— Lavoro richiesto —
1/ Trascrivi senza cambiare nulla il brano del testo sull'ambone che comincia con "il sacro silenzio;" e prosegue fino a "lettore e cantore)".
2/ Prosegui il testo sull'ambone a partire dalla sua ultima frase.

— Testo estratto —
Il mistero soprannaturale e invisibile deve essere manifestato con segni naturali e visibili, che costituiscono l’insieme di una celebrazione liturgica. Eccone alcuni:

La preziosità dei libri contenenti la Parola di Dio: l’Evangeliario e i Lezionari;

I movimenti processionali: l’ingresso introitale con l’Evangeliario e la processione all’ambone tra incensi, ceri e acclamazioni;

i protocolli di inizio e termine della pericope evangelica e delle lezioni;

la salmodia intercalare, le acclamazioni;

il sacro silenzio;

la cantillatio del vangelo e anche delle lezioni;

la sacralità del luogo della proclamazione (l’ambone) e del ministro che proclama (sacerdote, diacono, lettore e cantore)

 

4.  Il luogo della Parola: l’ambone

L’altare e l’ambone sono le primizie dei luoghi liturgici, nati nell’antichità insieme e uniti dal medesimo criterio della monumentalità (non è quindi una creazione del Vaticano II).

L’ambone è il luogo liturgico proprio e stabile per celebrare il mistero di Dio che parla al suo popolo. Quindi la proclamazione della parola di Dio non deve avvenire in un luogo qualsiasi seguendo il criterio della sola funzionalità. (non dall’altare, non dalla sede, non da un microfono vagante, non dalla navata). Salire all’ambone è il primo atto col quale si     dichiara l’importanza della Parola di Dio e della sua proclamazione.

Nelle chiese storiche è necessario usare l’ambone monumentale per celebrare oltre che con la massima dignità, anche nella continuità con la tradizione secolare. Se per le Messe    quotidiane basterà un decoroso leggio nel presbiterio, nelle solennità e anche nelle domeniche è quanto mai opportuno salire sull’ambone (o pulpito) storico (facilitati dal       microfono) per dare la misura alta del mistero di Dio che parla al suo popolo.

Nessun altro deve salire all’ambone per dare delle comunicazioni generiche o fare discorsi di circostanza durante i riti. Inoltre l’ambone non deve essere usato fuori della celebrazione liturgica (conferenze, concerti, commemorazioni, ecc.). Se si cede su questo punto il popolo di Dio non percepirà più la sacralità dell’ambone e della Parola di Dio che su di esso viene proclamata.

La forma, l’arte e la cura dell’ambone devono poter testimoniare anche fuori delle celebrazioni l’importanza del luogo e annunziare il mistero del Dio che parla al suo popolo a chiunque passa davanti ad esso. Ce ne danno mirabile testimonianza i mirabili amboni e pulpiti delle secolari basiliche cristiane.

— Dati dell'esercizio —
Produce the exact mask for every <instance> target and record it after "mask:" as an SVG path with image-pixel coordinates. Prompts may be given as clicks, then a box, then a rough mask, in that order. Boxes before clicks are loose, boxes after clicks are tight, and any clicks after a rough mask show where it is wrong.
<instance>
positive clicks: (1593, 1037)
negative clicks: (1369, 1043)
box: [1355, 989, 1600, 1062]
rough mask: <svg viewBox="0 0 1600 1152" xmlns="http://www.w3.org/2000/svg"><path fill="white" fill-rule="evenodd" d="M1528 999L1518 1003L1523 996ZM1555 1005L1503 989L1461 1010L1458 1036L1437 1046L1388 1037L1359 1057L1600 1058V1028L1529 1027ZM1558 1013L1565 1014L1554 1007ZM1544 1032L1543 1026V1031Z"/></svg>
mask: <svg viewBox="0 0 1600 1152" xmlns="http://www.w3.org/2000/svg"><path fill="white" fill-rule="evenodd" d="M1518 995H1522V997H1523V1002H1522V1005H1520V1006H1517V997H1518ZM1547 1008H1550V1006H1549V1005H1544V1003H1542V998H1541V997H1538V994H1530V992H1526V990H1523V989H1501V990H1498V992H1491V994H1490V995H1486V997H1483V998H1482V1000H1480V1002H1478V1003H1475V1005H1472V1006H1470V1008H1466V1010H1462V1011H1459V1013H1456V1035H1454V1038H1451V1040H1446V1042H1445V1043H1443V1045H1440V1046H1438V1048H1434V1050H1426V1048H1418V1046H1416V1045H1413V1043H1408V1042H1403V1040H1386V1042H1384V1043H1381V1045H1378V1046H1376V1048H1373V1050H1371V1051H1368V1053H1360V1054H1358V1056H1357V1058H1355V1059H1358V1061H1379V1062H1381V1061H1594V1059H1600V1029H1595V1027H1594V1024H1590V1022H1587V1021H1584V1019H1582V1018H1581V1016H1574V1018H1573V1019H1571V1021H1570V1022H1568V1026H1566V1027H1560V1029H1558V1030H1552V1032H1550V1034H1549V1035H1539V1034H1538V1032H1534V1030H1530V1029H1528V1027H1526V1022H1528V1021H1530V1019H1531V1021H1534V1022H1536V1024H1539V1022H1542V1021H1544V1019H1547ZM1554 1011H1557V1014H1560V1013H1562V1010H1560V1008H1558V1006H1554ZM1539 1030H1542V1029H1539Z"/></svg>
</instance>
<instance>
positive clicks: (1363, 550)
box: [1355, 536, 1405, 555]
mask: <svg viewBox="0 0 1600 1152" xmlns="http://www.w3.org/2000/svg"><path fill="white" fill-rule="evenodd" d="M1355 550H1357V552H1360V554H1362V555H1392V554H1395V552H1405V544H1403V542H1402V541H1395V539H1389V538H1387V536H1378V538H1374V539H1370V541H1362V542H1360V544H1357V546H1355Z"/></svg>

— Soluzioni —
1/
il sacro silenzio;

la cantillatio del vangelo e anche delle lezioni;

la sacralità del luogo della proclamazione (l’ambone) e del ministro che proclama (sacerdote, diacono, lettore e cantore)

2/
5.  I ministri della Parola: sacerdote, diacono e lettore

La proclamazione liturgica della Parola di Dio non è lasciata alla mercé di chiunque, ma nella tradizione della Chiesa è affidata a ministri idonei competenti e opportunamente costituiti con una speciale benedizione liturgica che conferisce una grazia specifica per questo servizio.

Il sacerdote, segnato dal sacro ordine del presbiterato, è il ministro consacrato ad annunziare la Parola del Signore con la stessa autorità di Cristo, che scaturisce dal carattere del sacramento dell’ordine. Similmente ad un grado inferiore il diacono a cui compete la   proclamazione del Vangelo che riceve fin dalla sua ordinazione diaconale. Anche i lettori,   tuttavia potrebbero ricevere l’istituzione con la relativa benedizione e con il loro abito    liturgico proclamare degnamente le lezioni dell’Antico e del Nuovo Testamento (il suddiacono è nel vetus ordo il ministro dell’epistola).

E’ comunque necessario che i lettori de facto, che prevalentemente ormai proclamano la Parola di Dio, non abbassino la percezione del sacro nell’esercizio del loro ministero. Non è facile per i fedeli cogliere con immediatezza il carattere sacro della celebrazione quando il  ministero si presenta con abiti secolari. Si tratta di valutare con moderazione e buon gusto come ovviare a questo inconveniente. Già il rito ambrosiano, con la benedizione al lettore, tende ad elevarne il suo servizio con un richiamo alla sacralità e alla dignità.